» WHAT IS BEING ASKED
The records that follow should be copied in full, exactly as they read.

» MATERIAL TO PROCESS

+++

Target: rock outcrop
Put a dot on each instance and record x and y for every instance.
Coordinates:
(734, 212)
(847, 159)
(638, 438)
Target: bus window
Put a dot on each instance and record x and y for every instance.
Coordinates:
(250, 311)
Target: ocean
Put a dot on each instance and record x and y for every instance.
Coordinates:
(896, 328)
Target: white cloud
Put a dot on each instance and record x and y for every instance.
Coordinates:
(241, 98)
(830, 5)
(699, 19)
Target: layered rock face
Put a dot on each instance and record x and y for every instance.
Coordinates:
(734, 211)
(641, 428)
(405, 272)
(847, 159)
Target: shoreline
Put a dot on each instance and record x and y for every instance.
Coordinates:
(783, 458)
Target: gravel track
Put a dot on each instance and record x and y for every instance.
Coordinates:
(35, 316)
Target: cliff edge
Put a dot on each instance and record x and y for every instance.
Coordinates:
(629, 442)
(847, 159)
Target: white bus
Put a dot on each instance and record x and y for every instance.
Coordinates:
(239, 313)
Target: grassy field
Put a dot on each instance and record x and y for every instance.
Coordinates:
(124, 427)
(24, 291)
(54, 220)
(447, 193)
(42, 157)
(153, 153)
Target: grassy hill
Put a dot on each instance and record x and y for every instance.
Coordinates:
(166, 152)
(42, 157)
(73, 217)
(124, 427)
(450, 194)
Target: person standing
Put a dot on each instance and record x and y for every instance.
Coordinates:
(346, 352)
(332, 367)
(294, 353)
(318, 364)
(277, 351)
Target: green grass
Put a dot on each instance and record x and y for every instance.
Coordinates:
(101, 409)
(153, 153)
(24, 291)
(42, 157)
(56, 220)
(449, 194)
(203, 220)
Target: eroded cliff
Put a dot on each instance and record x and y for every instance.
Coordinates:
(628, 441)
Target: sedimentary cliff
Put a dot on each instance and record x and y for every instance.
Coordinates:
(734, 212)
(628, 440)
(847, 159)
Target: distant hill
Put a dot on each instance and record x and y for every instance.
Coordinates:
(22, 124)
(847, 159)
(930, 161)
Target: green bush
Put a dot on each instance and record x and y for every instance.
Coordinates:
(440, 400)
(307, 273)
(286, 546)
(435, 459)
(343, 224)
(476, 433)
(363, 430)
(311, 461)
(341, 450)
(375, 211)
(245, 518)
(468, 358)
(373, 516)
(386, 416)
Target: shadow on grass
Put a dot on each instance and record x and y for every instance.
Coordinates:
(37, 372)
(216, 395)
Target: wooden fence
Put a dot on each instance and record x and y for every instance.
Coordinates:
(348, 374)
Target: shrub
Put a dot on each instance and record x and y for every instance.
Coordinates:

+++

» COMPLETED EXERCISE
Target: rock outcrop
Put a dot on each instance and record x and y for every instance.
Coordinates:
(734, 212)
(847, 159)
(638, 438)
Target: bus window
Put a dot on each instance and record x and y for every instance.
Coordinates:
(250, 311)
Target: ocean
Put a dot on each instance and record x and y for every instance.
Coordinates:
(896, 328)
Target: white cloud
Put a dot on each instance and record x and y for every instance.
Coordinates:
(241, 98)
(830, 5)
(699, 19)
Target: layered rock face
Put a dot on each instance and record x and y for every instance.
Coordinates:
(734, 211)
(641, 428)
(405, 272)
(847, 159)
Target: shoreline
Put a dot on each instance and record x and y for every instance.
Coordinates:
(783, 458)
Target: gravel track
Put a dot on each instance and record x and y for every instance.
Coordinates:
(35, 316)
Target: cliff edge
Put a dot on each instance and record x and y for every instance.
Coordinates:
(629, 442)
(847, 159)
Target: white bus
Put a dot on each instance and record x and y for every instance.
Coordinates:
(239, 313)
Target: grassy field
Put a dot on each instance and record x and y for every instance.
Coordinates:
(124, 427)
(24, 291)
(54, 220)
(447, 193)
(42, 157)
(153, 153)
Target: grassy hill
Put a dot on each instance and record x and y for every instance.
Coordinates:
(166, 152)
(42, 157)
(73, 217)
(124, 427)
(450, 194)
Target: person standing
Put a dot on each instance and record x and y for every instance.
Coordinates:
(346, 352)
(332, 367)
(294, 353)
(318, 364)
(277, 351)
Target: green grass
Put a dot on each instance and record x and y for every instance.
Coordinates:
(101, 409)
(153, 153)
(24, 291)
(42, 157)
(56, 220)
(449, 194)
(203, 220)
Target: eroded cliff
Put a dot on each instance and record x and y for every instance.
Coordinates:
(628, 441)
Target: sedimentary cliff
Put a dot on each instance and record x and y for every instance.
Coordinates:
(734, 212)
(628, 440)
(847, 159)
Target: distant hill
Put a dot on each instance and record x and y for every instance.
Coordinates:
(22, 124)
(847, 159)
(930, 161)
Target: green bush
Put a dot on each instance and record x and y for every instance.
Coordinates:
(440, 400)
(307, 273)
(286, 546)
(435, 459)
(343, 224)
(476, 433)
(363, 430)
(311, 461)
(341, 450)
(375, 211)
(245, 518)
(468, 358)
(373, 516)
(386, 416)
Target: shadow on grass
Put a dot on each instance and record x and y for every instance.
Coordinates:
(37, 372)
(216, 395)
Target: wooden fence
Put a dot on each instance and record x and y for every instance.
Coordinates:
(348, 374)
Target: shrub
Put a dot on each instance and record x and y for every instance.
Coordinates:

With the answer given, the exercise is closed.